Records for this task:

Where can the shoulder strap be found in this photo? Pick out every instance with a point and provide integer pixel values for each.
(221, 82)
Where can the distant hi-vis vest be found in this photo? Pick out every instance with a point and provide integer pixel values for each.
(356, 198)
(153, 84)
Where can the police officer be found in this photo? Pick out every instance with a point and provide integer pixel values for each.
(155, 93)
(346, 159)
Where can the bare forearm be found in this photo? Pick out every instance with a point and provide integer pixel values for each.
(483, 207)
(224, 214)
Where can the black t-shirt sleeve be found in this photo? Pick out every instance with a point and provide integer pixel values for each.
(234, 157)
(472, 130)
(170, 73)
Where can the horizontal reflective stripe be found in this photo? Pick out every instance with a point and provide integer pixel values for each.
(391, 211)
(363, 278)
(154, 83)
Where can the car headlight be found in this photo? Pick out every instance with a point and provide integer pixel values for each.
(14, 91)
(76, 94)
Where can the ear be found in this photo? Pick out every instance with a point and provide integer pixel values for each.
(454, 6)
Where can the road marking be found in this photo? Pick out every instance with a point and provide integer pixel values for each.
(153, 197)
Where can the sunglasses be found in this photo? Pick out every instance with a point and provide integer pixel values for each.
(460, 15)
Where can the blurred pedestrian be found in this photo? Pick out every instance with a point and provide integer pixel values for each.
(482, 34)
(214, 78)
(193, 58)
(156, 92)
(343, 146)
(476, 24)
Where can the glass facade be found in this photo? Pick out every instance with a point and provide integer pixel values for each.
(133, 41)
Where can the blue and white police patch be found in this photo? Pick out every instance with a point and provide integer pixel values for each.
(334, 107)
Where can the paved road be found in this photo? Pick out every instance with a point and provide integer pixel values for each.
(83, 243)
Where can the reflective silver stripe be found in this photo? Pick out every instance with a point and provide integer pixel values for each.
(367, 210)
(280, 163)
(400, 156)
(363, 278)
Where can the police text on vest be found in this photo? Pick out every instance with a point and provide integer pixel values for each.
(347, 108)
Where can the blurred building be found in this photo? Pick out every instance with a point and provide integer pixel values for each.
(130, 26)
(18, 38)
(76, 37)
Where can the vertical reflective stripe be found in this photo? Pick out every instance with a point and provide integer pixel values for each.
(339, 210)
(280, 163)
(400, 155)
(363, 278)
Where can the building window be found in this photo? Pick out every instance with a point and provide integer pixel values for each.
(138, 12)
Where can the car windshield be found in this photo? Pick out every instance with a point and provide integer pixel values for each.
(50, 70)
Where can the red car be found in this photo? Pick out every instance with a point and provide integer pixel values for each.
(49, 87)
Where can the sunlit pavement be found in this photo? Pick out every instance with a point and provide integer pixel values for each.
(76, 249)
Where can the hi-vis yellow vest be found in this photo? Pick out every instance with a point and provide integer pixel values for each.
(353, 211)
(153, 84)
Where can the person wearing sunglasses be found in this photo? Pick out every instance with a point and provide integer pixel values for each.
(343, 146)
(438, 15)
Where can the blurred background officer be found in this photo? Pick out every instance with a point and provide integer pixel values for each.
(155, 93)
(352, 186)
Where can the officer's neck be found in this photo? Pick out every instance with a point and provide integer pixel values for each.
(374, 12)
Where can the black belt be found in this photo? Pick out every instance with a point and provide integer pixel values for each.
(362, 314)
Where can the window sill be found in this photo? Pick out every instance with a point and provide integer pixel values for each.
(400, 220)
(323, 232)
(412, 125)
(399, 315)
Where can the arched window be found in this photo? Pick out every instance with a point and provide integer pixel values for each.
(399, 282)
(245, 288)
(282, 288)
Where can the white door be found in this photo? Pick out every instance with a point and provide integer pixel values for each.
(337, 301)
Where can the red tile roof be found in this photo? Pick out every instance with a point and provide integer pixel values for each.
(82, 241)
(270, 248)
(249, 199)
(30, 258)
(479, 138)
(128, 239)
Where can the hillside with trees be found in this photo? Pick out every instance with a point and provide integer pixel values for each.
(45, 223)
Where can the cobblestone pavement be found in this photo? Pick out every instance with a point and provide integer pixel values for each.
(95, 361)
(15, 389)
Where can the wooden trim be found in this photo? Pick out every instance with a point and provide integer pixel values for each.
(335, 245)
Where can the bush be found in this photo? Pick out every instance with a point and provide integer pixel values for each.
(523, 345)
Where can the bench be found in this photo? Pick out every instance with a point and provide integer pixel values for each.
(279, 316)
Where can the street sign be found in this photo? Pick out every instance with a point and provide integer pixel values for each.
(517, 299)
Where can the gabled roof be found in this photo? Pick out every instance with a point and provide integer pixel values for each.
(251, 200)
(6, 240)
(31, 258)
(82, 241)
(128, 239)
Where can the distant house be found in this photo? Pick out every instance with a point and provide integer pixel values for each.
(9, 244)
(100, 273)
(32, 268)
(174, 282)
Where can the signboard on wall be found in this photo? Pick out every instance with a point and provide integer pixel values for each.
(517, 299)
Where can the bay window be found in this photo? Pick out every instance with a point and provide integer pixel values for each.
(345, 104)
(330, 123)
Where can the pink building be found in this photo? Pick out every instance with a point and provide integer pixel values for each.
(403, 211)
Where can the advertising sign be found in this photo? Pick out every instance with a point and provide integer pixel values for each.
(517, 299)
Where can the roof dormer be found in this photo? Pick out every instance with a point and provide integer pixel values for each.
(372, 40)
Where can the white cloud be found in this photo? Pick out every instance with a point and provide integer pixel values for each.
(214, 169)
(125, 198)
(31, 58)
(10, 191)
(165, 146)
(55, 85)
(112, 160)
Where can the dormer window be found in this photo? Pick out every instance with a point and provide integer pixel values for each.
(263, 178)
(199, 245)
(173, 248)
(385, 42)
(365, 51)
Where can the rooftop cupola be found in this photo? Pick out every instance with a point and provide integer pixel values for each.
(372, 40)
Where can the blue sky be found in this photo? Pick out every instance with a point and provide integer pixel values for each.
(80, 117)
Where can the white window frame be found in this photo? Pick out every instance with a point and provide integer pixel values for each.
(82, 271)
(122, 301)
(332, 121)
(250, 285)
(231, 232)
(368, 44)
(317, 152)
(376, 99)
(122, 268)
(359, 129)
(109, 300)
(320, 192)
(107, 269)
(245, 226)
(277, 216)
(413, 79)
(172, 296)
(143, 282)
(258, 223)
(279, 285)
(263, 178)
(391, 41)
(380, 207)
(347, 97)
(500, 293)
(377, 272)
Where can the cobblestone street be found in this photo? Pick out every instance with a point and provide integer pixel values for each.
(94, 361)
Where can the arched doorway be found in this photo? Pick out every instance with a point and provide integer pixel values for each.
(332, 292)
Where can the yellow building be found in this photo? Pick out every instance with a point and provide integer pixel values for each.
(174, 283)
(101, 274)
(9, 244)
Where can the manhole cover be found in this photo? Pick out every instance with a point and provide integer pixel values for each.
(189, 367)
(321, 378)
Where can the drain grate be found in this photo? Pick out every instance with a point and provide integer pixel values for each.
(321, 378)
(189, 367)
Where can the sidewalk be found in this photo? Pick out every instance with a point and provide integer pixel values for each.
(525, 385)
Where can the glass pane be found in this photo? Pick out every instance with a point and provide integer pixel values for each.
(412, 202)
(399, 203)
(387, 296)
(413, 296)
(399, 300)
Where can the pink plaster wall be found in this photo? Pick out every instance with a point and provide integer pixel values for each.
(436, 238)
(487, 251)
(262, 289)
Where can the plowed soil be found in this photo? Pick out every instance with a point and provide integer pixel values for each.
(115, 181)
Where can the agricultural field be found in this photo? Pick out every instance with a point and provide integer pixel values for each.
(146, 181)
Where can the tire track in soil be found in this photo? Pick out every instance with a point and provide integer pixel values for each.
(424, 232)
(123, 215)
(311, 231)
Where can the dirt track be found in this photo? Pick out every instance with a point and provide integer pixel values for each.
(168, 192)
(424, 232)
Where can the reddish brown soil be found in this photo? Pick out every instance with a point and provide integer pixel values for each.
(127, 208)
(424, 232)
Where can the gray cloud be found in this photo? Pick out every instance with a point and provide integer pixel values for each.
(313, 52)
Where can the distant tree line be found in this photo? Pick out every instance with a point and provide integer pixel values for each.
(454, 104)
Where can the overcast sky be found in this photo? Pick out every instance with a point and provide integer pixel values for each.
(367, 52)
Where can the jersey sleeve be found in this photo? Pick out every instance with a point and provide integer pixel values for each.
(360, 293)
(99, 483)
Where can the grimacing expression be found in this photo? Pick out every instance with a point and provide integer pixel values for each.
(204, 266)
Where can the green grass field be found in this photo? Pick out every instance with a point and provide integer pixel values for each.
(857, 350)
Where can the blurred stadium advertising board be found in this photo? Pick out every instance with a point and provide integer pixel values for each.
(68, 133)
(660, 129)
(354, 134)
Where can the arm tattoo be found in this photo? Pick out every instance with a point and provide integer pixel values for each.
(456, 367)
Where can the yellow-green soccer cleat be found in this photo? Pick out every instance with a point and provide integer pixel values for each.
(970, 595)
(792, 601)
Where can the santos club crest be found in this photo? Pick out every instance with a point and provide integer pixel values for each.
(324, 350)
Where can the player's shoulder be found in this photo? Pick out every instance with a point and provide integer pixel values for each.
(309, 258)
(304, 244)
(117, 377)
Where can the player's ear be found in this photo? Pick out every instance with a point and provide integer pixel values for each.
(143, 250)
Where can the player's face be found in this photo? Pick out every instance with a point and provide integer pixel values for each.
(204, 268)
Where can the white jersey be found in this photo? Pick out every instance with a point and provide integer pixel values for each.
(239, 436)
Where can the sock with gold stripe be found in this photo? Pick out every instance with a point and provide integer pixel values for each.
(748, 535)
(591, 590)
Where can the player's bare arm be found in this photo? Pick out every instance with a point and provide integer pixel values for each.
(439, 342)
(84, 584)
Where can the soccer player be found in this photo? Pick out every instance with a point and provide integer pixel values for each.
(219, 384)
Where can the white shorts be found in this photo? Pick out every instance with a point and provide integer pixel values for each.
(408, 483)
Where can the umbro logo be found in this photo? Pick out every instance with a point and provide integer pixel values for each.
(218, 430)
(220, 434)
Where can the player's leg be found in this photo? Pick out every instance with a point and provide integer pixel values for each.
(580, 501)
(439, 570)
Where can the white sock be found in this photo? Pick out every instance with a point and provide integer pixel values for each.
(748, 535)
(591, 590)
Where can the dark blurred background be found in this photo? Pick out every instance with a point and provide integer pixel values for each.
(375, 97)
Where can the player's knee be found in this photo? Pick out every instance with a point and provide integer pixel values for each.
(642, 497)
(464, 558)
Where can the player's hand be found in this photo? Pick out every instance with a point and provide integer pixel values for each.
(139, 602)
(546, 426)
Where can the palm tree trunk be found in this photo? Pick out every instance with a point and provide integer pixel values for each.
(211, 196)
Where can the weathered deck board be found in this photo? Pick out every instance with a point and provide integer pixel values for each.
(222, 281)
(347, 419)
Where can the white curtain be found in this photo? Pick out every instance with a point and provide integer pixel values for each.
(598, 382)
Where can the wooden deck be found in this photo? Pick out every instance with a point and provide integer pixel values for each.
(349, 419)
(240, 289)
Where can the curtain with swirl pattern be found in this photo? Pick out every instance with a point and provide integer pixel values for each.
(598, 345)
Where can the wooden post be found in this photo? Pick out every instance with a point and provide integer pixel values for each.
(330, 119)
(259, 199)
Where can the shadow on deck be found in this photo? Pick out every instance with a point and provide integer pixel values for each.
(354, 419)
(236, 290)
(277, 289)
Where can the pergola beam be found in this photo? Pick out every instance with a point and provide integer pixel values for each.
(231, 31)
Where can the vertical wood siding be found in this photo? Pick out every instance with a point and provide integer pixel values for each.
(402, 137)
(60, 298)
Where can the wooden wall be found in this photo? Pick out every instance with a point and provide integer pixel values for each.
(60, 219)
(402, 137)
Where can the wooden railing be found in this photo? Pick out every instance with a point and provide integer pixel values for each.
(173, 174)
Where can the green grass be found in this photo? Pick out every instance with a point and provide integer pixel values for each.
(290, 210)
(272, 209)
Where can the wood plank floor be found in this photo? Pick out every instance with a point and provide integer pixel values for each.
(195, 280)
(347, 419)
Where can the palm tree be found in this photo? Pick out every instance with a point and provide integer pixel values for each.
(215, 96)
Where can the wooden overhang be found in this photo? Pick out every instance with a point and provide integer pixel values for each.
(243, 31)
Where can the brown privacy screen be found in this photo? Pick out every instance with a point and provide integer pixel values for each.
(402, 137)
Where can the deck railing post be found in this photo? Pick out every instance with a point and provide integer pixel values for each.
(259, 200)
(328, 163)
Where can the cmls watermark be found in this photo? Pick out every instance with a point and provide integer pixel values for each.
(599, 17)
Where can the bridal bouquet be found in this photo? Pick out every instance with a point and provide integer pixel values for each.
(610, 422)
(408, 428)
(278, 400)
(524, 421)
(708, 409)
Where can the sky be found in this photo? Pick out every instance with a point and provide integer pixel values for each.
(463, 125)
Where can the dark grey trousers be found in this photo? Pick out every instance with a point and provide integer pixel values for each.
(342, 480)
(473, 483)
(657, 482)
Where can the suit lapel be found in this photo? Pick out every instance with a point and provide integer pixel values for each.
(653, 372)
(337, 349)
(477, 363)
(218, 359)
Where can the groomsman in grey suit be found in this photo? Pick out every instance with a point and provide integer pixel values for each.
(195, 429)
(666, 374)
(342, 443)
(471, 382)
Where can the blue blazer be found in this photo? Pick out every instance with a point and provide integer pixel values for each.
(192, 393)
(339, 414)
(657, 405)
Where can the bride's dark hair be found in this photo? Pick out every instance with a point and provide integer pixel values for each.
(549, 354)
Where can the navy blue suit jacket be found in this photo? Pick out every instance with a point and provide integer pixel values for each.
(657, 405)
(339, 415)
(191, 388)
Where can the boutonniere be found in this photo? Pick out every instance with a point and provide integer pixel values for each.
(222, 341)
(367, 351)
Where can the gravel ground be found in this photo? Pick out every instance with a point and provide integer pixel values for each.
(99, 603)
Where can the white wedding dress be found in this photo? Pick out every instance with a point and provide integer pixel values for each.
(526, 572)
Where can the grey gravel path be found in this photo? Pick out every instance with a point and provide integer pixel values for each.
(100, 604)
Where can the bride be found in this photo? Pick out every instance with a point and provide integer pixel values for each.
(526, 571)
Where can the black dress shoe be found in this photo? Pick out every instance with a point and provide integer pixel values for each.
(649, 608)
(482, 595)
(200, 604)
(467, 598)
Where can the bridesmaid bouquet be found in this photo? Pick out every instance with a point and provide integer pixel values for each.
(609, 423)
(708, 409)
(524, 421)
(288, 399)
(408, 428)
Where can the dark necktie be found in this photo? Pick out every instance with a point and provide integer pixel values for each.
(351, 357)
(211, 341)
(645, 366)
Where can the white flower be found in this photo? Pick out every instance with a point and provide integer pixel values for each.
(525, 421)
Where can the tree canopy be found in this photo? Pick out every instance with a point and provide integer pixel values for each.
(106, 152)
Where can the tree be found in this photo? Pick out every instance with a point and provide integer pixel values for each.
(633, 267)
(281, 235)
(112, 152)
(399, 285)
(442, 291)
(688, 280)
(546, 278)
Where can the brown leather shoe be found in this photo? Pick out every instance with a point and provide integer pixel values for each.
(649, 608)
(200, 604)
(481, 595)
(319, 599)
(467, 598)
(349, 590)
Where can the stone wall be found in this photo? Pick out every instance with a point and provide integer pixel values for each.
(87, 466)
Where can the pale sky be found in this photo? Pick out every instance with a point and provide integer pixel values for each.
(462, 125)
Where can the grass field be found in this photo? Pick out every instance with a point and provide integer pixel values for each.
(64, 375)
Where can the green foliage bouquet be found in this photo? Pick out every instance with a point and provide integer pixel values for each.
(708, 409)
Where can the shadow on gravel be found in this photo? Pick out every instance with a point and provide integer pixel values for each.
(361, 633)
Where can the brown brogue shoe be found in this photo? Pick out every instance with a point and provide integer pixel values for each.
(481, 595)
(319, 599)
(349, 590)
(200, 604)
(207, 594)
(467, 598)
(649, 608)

Short exercise:
Extract the closing run of lines, starting with the one containing "Where can the stone" and ending at the last, exactly as written.

The completed task:
Where can the stone wall be found in this photo? Pick out every instance with a point and provide integer pixel values for each.
(87, 466)
Where can the pale sky be found in this photo? Pick out every instance with a point and provide integer pixel values for each.
(462, 125)
Where can the grass field be found in this photo? Pick out every instance with a point and provide integer pixel values for each.
(64, 375)
Where can the green foliage bouquet be found in this photo? Pick out every instance with a point and provide integer pixel values for each.
(708, 409)
Where can the shadow on gravel be found in this photo? Pick out every instance with a point and provide integer pixel values for each.
(361, 633)
Where can the brown brogue shoe be found in this photo? Pick out every instance with a point and provide integer pixel values for each.
(481, 595)
(319, 599)
(349, 590)
(200, 604)
(207, 594)
(467, 598)
(649, 608)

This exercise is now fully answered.